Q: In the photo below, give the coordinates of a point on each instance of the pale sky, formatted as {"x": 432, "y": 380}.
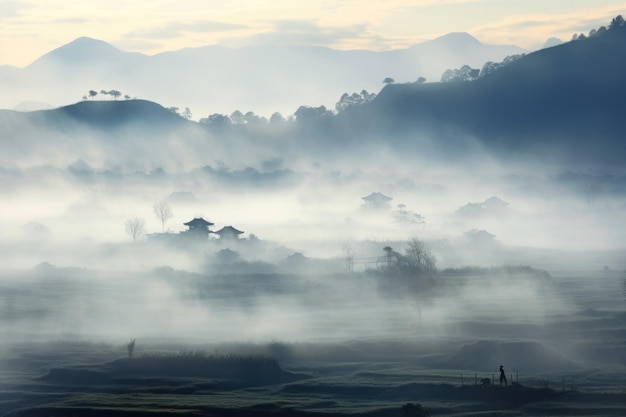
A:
{"x": 30, "y": 28}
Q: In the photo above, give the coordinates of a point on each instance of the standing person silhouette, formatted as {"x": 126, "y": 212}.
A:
{"x": 503, "y": 380}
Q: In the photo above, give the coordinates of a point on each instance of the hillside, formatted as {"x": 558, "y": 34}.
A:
{"x": 215, "y": 79}
{"x": 568, "y": 99}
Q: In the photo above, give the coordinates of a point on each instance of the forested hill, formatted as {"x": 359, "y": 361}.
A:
{"x": 570, "y": 98}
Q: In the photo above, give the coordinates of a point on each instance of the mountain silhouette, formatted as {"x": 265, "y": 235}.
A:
{"x": 215, "y": 79}
{"x": 569, "y": 99}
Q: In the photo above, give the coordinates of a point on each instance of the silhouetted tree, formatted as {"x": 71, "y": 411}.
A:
{"x": 277, "y": 118}
{"x": 163, "y": 211}
{"x": 465, "y": 73}
{"x": 216, "y": 120}
{"x": 307, "y": 114}
{"x": 252, "y": 119}
{"x": 237, "y": 117}
{"x": 355, "y": 99}
{"x": 617, "y": 21}
{"x": 135, "y": 227}
{"x": 418, "y": 258}
{"x": 130, "y": 347}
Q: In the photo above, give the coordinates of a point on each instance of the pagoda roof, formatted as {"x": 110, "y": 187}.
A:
{"x": 377, "y": 197}
{"x": 198, "y": 221}
{"x": 229, "y": 229}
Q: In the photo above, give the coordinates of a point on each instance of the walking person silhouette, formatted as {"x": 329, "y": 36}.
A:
{"x": 503, "y": 380}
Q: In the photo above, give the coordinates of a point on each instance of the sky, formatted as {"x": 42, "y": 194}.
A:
{"x": 31, "y": 28}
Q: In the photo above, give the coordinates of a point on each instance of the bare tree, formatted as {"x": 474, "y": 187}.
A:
{"x": 163, "y": 211}
{"x": 135, "y": 227}
{"x": 130, "y": 347}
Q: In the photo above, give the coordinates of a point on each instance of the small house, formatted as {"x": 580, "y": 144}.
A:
{"x": 228, "y": 233}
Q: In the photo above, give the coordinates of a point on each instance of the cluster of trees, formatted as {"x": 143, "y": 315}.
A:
{"x": 616, "y": 23}
{"x": 302, "y": 114}
{"x": 113, "y": 93}
{"x": 135, "y": 226}
{"x": 416, "y": 262}
{"x": 185, "y": 113}
{"x": 467, "y": 73}
{"x": 219, "y": 120}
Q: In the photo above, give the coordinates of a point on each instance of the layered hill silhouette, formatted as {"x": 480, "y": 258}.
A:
{"x": 215, "y": 79}
{"x": 561, "y": 104}
{"x": 568, "y": 100}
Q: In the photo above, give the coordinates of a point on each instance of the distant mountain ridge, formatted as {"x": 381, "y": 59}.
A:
{"x": 214, "y": 79}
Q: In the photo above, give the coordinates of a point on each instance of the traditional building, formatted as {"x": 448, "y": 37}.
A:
{"x": 228, "y": 232}
{"x": 376, "y": 201}
{"x": 198, "y": 228}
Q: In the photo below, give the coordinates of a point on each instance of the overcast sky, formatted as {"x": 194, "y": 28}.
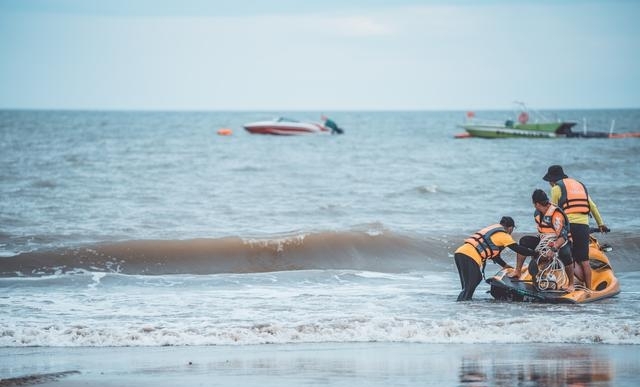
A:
{"x": 318, "y": 55}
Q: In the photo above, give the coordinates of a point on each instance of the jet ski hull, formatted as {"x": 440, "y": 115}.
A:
{"x": 604, "y": 283}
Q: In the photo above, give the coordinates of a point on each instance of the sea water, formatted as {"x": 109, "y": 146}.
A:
{"x": 148, "y": 229}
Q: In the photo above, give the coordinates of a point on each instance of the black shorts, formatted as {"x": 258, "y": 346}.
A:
{"x": 580, "y": 242}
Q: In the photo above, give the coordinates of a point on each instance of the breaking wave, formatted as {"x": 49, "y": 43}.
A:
{"x": 381, "y": 251}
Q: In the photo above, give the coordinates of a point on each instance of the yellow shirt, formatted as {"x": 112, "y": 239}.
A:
{"x": 501, "y": 239}
{"x": 556, "y": 192}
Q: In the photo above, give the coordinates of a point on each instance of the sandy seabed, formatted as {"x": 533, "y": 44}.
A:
{"x": 336, "y": 364}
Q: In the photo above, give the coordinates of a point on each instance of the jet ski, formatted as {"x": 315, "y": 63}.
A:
{"x": 546, "y": 285}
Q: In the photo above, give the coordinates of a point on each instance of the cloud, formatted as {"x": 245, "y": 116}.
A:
{"x": 360, "y": 26}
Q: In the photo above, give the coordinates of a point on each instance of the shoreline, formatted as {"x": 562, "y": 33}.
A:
{"x": 352, "y": 364}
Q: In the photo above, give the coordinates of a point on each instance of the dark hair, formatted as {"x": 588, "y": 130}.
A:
{"x": 539, "y": 196}
{"x": 507, "y": 221}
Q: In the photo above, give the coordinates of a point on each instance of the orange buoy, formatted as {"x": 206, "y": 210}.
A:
{"x": 523, "y": 118}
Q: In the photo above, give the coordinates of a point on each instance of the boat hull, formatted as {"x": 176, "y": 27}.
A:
{"x": 285, "y": 128}
{"x": 538, "y": 130}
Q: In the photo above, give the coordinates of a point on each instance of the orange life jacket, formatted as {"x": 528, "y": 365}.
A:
{"x": 574, "y": 198}
{"x": 481, "y": 240}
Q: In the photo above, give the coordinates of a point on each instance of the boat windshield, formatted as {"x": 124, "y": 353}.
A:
{"x": 285, "y": 119}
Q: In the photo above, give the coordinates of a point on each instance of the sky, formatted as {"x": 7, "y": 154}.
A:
{"x": 329, "y": 55}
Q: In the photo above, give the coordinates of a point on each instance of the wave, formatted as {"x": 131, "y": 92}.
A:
{"x": 382, "y": 251}
{"x": 358, "y": 329}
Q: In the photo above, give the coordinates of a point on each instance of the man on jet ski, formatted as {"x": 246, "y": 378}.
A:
{"x": 553, "y": 228}
{"x": 485, "y": 244}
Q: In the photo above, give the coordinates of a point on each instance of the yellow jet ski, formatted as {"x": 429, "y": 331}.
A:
{"x": 547, "y": 282}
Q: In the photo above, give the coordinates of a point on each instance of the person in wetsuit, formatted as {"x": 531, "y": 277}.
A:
{"x": 483, "y": 245}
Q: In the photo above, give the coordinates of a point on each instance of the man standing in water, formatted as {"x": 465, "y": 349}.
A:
{"x": 485, "y": 244}
{"x": 329, "y": 123}
{"x": 571, "y": 195}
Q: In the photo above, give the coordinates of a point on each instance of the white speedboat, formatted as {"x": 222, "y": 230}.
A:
{"x": 285, "y": 127}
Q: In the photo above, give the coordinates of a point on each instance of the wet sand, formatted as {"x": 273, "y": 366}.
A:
{"x": 336, "y": 364}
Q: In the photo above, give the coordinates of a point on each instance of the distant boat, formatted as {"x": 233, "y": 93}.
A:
{"x": 285, "y": 127}
{"x": 520, "y": 127}
{"x": 523, "y": 127}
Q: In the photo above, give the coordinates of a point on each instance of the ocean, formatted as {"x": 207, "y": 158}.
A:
{"x": 121, "y": 229}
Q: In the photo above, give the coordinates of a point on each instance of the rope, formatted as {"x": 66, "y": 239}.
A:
{"x": 551, "y": 274}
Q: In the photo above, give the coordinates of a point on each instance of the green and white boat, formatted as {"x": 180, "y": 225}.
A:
{"x": 521, "y": 127}
{"x": 488, "y": 129}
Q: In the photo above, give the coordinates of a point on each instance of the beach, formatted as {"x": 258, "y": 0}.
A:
{"x": 141, "y": 248}
{"x": 336, "y": 364}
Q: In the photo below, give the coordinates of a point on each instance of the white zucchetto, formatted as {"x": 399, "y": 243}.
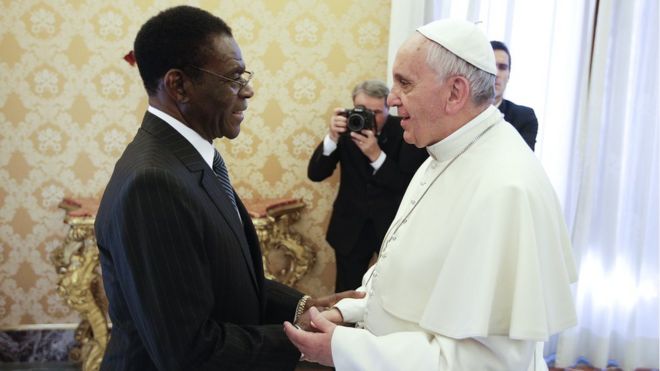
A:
{"x": 464, "y": 39}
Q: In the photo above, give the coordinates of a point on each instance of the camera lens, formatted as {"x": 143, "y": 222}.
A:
{"x": 355, "y": 122}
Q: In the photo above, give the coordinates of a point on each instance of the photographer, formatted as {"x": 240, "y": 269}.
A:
{"x": 376, "y": 167}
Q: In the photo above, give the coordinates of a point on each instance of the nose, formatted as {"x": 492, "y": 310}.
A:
{"x": 246, "y": 91}
{"x": 393, "y": 100}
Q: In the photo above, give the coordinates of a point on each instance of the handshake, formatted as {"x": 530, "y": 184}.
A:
{"x": 312, "y": 331}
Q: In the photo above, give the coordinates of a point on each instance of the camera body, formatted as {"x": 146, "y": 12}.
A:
{"x": 359, "y": 118}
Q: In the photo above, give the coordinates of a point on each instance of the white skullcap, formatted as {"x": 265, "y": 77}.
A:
{"x": 464, "y": 39}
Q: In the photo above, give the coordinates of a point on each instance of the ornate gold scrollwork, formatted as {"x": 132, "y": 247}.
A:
{"x": 79, "y": 283}
{"x": 285, "y": 257}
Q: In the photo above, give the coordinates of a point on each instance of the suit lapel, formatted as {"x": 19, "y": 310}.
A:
{"x": 189, "y": 156}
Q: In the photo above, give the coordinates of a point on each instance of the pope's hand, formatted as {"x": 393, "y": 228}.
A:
{"x": 314, "y": 346}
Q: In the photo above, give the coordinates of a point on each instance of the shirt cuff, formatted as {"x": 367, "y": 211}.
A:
{"x": 379, "y": 161}
{"x": 329, "y": 145}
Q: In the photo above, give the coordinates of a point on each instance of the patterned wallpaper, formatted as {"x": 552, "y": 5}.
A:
{"x": 69, "y": 104}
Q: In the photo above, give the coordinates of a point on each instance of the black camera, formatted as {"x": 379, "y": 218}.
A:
{"x": 359, "y": 118}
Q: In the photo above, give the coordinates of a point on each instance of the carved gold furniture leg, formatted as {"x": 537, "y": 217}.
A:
{"x": 80, "y": 284}
{"x": 286, "y": 258}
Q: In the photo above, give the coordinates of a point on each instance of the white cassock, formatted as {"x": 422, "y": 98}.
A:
{"x": 474, "y": 272}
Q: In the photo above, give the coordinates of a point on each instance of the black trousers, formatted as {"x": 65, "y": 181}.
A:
{"x": 352, "y": 266}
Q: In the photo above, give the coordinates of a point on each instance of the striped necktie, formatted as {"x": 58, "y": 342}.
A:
{"x": 221, "y": 173}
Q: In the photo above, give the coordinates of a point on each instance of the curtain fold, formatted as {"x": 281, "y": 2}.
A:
{"x": 615, "y": 229}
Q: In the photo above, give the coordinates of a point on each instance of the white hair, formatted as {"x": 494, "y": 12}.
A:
{"x": 446, "y": 63}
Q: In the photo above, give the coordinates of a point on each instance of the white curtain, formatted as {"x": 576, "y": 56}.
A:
{"x": 590, "y": 71}
{"x": 615, "y": 229}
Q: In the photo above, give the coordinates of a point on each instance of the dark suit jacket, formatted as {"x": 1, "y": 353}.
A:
{"x": 362, "y": 195}
{"x": 523, "y": 119}
{"x": 183, "y": 276}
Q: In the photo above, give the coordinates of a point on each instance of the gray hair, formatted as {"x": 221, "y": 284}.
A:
{"x": 372, "y": 88}
{"x": 446, "y": 63}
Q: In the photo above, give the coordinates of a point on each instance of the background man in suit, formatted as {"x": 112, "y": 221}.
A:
{"x": 376, "y": 167}
{"x": 521, "y": 117}
{"x": 180, "y": 257}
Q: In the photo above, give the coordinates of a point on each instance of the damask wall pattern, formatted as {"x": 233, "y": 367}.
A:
{"x": 69, "y": 104}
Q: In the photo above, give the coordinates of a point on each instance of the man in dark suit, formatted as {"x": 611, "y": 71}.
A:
{"x": 180, "y": 258}
{"x": 376, "y": 167}
{"x": 521, "y": 117}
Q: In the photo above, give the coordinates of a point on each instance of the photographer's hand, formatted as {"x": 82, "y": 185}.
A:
{"x": 337, "y": 125}
{"x": 367, "y": 143}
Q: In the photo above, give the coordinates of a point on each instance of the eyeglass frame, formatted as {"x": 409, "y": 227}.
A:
{"x": 242, "y": 83}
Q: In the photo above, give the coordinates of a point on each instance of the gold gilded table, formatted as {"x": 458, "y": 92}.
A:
{"x": 285, "y": 257}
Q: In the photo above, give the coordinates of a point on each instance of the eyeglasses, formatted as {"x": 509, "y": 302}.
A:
{"x": 241, "y": 82}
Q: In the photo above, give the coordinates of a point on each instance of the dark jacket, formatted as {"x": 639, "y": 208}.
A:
{"x": 362, "y": 195}
{"x": 183, "y": 276}
{"x": 523, "y": 119}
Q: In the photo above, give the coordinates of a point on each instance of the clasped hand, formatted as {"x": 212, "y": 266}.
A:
{"x": 312, "y": 334}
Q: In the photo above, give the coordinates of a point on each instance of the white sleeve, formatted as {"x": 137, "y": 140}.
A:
{"x": 329, "y": 145}
{"x": 357, "y": 349}
{"x": 352, "y": 310}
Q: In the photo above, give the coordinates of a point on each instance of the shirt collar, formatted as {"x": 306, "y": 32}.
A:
{"x": 205, "y": 149}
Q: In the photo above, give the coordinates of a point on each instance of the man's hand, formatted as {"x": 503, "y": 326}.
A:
{"x": 337, "y": 124}
{"x": 333, "y": 315}
{"x": 367, "y": 142}
{"x": 314, "y": 346}
{"x": 323, "y": 304}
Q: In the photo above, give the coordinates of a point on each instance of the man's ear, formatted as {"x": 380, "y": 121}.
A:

◆ **What you have to do**
A complete answer gives every line of the records holding "person".

◆ **Output below**
Q: In the photo above, give the coordinates of a point on each instance of the standing person silhouette, formatted as {"x": 126, "y": 212}.
Q: In the photo above, give the coordinates of a point on each instance of the walking person silhouette, formatted as {"x": 329, "y": 36}.
Q: In the photo above, give the coordinates of a point on each instance of the person in wetsuit, formatted as {"x": 531, "y": 277}.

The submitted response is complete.